Short problem -
Transcribe every line of the listing below without any deviation.

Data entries
○ ○ ○ ○ ○ ○ ○

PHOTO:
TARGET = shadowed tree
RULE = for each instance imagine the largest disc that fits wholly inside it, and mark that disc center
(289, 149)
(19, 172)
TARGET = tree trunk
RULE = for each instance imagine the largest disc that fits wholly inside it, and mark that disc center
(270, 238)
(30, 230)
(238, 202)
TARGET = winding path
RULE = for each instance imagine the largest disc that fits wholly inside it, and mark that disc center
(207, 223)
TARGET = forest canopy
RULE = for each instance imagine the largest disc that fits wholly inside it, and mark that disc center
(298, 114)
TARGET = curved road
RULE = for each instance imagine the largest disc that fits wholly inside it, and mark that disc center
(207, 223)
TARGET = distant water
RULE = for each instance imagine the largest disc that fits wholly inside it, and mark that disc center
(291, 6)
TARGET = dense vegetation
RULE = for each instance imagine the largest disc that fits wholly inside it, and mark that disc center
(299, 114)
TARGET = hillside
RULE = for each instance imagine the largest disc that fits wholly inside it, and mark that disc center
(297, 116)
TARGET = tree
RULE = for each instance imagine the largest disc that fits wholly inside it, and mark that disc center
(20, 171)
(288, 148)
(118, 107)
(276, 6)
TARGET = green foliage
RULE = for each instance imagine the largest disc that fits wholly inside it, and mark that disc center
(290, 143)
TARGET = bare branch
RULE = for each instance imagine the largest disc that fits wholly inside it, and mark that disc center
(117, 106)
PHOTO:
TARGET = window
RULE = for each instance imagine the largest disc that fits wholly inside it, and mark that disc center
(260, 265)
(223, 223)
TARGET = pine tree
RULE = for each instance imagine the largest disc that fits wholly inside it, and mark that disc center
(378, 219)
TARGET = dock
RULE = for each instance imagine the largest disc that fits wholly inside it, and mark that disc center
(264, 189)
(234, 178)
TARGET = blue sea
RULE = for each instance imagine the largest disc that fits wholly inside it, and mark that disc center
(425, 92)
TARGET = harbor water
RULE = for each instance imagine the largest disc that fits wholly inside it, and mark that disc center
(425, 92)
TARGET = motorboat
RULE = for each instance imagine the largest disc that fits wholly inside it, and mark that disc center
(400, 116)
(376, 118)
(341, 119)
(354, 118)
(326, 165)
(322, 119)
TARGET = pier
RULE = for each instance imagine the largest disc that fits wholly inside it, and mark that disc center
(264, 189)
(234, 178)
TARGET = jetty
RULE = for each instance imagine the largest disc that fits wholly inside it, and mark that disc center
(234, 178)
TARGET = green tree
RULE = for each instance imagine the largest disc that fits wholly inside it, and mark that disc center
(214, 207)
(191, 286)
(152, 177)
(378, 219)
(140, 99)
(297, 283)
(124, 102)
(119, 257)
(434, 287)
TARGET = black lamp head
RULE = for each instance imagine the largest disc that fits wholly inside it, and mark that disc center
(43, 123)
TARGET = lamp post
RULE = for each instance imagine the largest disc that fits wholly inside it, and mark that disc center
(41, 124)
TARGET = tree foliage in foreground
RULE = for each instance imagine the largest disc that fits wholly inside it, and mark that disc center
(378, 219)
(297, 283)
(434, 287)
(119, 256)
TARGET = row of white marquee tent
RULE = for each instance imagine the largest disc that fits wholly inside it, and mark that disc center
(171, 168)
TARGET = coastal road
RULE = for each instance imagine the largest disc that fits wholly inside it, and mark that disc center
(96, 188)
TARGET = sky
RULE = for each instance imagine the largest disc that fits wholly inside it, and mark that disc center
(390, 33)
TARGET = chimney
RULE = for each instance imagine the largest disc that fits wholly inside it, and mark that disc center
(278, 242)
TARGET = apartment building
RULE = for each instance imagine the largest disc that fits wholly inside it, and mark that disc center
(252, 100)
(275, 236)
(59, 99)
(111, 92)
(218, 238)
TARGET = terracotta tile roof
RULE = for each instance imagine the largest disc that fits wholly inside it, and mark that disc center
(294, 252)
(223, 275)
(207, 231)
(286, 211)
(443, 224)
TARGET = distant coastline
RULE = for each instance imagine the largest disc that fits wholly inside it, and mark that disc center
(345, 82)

○ ○ ○ ○ ○ ○ ○

Final result -
PHOTO:
TARGET = shadowed tree
RULE = for each instance imagine the largest disc that fits wholly inside it, and mark that disc center
(289, 149)
(19, 172)
TARGET = tree trunk
RULE = for each instance imagine the largest disc that fits wholly inside it, and mark that disc center
(270, 238)
(30, 230)
(238, 202)
TARGET = winding path
RULE = for each instance imagine the largest disc that fits wholly inside it, and mark that disc center
(207, 223)
TARGET = forest canopy
RULE = for each instance imagine the largest disc that fits wholly inside it, and mark that disc center
(298, 114)
TARGET = curved road
RULE = for each instance imagine the largest disc that fits wholly inside it, and mark that disc center
(207, 223)
TARGET = distant water
RULE = for each instance imagine the largest disc that fits wholly inside it, and mark that disc center
(291, 6)
TARGET = dense vegetation
RULE = for each instance imagine the largest disc that fits wholly inside it, and mark that disc center
(299, 114)
TARGET = hillside
RULE = for each instance imagine the largest disc that fits wholly inside it, and mark that disc center
(297, 116)
TARGET = tree
RULE = for each instance imagine the largest disc that fits wholly inside it, and mark that disc center
(20, 171)
(288, 148)
(118, 107)
(276, 6)
TARGET = green foliage
RULE = for each instance imagine the largest disc that fits wholly inside it, and mark that disc center
(290, 143)
TARGET = bare branch
RULE = for each instance imagine the largest disc that fits wholly inside it, and mark that disc center
(117, 106)
PHOTO:
TARGET = window
RULE = for each instance imagine the largest disc that fits wholly inside it, and mark that disc center
(260, 265)
(223, 223)
TARGET = pine tree
RULE = for each instance imagine the largest disc that fits wholly inside it, and mark that disc center
(378, 219)
TARGET = dock
RULE = for each instance imagine the largest disc that fits wholly inside it, and mark that disc center
(264, 189)
(234, 178)
TARGET = blue sea
RULE = for each instance imagine the largest disc that fits wholly inside it, and mark that disc center
(425, 92)
TARGET = harbor water
RULE = for each instance imagine the largest disc that fits wholly inside it, and mark that disc center
(425, 92)
TARGET = motorboat
RULE = for each instance imagine the largest disc that fits wholly inside it, and mark that disc center
(400, 116)
(376, 118)
(341, 119)
(354, 118)
(326, 165)
(322, 119)
TARGET = pier
RULE = for each instance imagine the largest disc that fits wholly inside it, and mark that disc center
(264, 189)
(234, 178)
TARGET = jetty
RULE = for each instance imagine the largest disc that fits wholly inside it, and mark that disc center
(234, 178)
TARGET = green tree
RULE = for each instance imagine the largest disc that fits wholly inside it, and mark that disc center
(214, 207)
(191, 286)
(152, 177)
(378, 219)
(140, 99)
(297, 283)
(124, 102)
(119, 257)
(434, 287)
TARGET = black lamp head
RULE = for each instance imagine the largest disc that fits wholly inside it, and mark that disc center
(43, 123)
TARGET = lamp post
RULE = for each instance imagine the largest disc that fits wholly inside it, and mark that disc center
(41, 124)
TARGET = tree foliage in foreground
RULE = for each instance imagine the largest disc that fits wholly inside it, and mark that disc center
(378, 219)
(297, 283)
(434, 287)
(119, 256)
TARGET = row of white marquee tent
RULE = for each instance imagine the largest disc that fits wholly inside it, and mark that disc center
(171, 168)
TARGET = coastal road
RULE = for each instance imagine the largest disc that fits wholly inside it, and mark that disc center
(96, 188)
TARGET = sky
RULE = for each instance imagine the largest disc that fits wholly inside it, and mark that disc center
(390, 33)
TARGET = chimney
RULE = for each instance imagine the largest disc that fits wholly inside it, and mark that disc center
(278, 242)
TARGET = apartment building
RULE = for each instance imagine the largest disc that fits wholly inside it, and mark that disc center
(252, 100)
(275, 236)
(59, 99)
(111, 92)
(218, 238)
TARGET = terracotta tile roof
RULE = for each instance imagine the largest disc that fits wholly inside it, and mark that disc center
(294, 252)
(223, 275)
(207, 231)
(286, 211)
(443, 224)
TARGET = distant coastline
RULE = for each instance imagine the largest disc that fits wholly inside it, and mark that disc center
(345, 82)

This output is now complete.